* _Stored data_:
^^^^^^^^^^^^^^^^

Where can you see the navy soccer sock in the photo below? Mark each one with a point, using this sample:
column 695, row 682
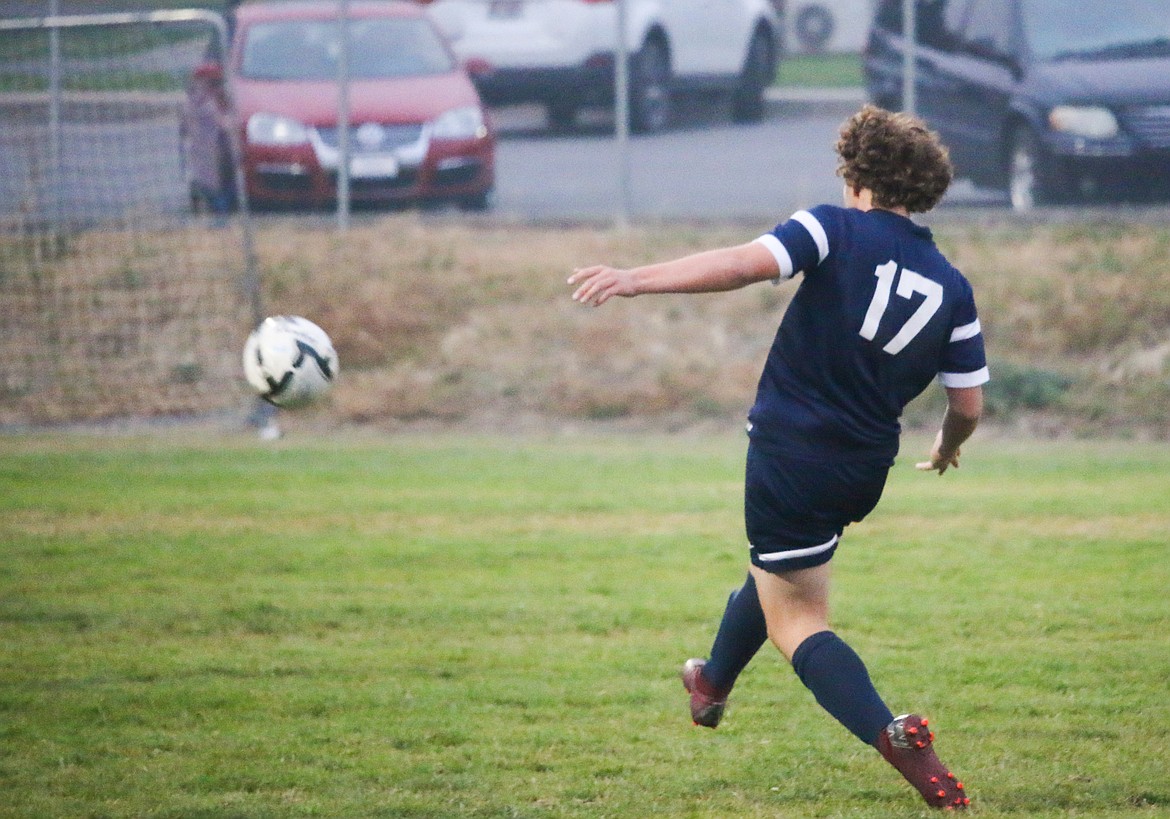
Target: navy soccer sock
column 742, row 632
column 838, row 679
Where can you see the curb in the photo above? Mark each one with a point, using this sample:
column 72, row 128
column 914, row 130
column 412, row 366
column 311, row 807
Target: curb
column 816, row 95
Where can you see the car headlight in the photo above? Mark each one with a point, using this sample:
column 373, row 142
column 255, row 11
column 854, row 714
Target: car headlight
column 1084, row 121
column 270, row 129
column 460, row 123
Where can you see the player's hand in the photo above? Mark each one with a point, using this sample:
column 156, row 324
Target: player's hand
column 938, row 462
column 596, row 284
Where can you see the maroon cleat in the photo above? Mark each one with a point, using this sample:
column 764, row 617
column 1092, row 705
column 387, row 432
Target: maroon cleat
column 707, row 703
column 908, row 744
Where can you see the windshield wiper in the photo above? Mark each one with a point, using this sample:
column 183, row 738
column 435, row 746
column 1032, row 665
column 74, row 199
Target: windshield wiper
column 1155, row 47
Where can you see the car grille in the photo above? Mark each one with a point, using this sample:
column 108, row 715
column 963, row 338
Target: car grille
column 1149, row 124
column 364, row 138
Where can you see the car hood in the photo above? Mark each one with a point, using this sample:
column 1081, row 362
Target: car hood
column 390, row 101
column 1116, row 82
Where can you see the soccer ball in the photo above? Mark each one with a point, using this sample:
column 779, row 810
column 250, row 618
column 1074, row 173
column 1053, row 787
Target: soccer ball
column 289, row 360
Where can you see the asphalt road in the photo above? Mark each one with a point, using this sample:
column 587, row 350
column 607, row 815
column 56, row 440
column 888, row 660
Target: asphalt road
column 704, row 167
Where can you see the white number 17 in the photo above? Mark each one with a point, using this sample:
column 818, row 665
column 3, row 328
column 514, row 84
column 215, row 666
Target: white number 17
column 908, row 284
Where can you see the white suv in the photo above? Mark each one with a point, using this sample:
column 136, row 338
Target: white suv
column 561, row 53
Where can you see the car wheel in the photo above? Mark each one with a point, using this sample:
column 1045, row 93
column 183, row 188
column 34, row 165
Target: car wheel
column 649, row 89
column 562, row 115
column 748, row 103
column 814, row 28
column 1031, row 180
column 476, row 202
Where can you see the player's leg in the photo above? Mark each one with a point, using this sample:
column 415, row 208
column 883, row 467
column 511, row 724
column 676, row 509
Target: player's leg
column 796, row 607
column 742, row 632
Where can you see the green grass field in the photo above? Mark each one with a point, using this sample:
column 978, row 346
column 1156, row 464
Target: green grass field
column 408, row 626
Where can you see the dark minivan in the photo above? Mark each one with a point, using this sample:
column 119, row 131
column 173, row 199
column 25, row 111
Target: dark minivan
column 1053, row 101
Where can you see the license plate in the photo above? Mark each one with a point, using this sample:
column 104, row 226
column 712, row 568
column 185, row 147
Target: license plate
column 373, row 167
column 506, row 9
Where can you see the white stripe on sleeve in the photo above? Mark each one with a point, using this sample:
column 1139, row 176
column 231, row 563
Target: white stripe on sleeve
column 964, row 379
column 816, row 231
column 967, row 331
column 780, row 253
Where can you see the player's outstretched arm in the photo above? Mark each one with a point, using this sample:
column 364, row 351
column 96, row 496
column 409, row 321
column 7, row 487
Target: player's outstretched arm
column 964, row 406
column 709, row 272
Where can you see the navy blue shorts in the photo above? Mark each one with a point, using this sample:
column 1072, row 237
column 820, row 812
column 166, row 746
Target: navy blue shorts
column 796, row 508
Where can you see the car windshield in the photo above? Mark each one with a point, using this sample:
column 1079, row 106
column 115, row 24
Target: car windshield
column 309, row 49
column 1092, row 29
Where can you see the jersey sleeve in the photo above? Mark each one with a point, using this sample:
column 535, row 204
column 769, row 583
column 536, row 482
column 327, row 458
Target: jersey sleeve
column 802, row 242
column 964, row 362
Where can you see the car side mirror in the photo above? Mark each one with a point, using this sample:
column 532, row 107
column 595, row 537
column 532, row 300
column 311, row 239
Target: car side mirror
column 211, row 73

^^^^^^^^^^^^^^^^

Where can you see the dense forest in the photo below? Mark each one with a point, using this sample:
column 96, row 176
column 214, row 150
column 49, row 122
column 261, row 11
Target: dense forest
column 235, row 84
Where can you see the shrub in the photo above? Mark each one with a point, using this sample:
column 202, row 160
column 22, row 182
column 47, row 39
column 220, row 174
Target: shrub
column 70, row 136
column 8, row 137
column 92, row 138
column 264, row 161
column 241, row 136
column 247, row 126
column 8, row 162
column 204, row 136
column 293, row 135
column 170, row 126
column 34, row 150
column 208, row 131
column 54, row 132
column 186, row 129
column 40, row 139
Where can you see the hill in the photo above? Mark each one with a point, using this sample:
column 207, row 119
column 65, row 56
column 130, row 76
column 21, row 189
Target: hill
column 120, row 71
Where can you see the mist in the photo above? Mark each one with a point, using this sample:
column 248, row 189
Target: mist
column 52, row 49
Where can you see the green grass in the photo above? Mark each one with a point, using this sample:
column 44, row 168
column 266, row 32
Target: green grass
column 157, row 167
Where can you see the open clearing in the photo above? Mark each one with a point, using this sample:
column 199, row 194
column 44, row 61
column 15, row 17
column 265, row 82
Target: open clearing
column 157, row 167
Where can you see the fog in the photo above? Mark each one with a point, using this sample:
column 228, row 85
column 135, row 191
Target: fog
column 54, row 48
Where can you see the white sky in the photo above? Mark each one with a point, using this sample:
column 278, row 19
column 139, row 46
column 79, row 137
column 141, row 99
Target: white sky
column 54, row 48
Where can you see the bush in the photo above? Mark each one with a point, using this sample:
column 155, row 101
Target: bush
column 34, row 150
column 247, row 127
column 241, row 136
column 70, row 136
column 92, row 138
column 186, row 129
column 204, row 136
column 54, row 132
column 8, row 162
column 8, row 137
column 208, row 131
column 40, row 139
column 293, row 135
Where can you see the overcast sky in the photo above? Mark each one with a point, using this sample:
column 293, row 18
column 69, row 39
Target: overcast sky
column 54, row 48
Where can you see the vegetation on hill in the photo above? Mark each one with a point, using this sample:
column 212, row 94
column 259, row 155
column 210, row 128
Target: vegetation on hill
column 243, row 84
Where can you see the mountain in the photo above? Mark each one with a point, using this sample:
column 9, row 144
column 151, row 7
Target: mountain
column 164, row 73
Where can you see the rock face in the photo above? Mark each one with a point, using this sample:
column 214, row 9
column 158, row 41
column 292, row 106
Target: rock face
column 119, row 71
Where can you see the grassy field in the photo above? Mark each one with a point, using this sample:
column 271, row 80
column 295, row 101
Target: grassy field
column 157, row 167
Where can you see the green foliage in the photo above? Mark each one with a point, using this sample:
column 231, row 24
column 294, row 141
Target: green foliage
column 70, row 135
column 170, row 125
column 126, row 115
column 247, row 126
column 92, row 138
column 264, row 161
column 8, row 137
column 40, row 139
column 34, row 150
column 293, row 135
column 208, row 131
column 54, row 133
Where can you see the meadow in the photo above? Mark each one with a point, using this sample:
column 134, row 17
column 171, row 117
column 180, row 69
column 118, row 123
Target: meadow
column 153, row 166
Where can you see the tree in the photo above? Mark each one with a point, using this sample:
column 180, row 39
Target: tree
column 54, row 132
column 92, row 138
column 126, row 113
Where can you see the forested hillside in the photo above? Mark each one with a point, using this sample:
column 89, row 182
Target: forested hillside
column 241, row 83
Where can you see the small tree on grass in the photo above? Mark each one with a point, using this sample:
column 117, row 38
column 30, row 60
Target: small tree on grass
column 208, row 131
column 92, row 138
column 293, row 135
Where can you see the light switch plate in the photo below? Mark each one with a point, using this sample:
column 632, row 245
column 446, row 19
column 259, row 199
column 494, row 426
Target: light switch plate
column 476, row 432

^^^^^^^^^^^^^^^^

* _Your goal_:
For this exercise, output exactly the lines above from the line with "column 292, row 106" to the line with "column 294, row 141", counting both, and leave out the rest.

* _Response to this exercise_:
column 292, row 106
Target: rock face
column 119, row 71
Where can you see the grassy field in the photo above? Mark each one with a point, using this sample:
column 271, row 80
column 295, row 101
Target: grassy field
column 157, row 167
Where can you see the green foliage in the photo above? Mark each one with a point, using this sample:
column 231, row 24
column 294, row 141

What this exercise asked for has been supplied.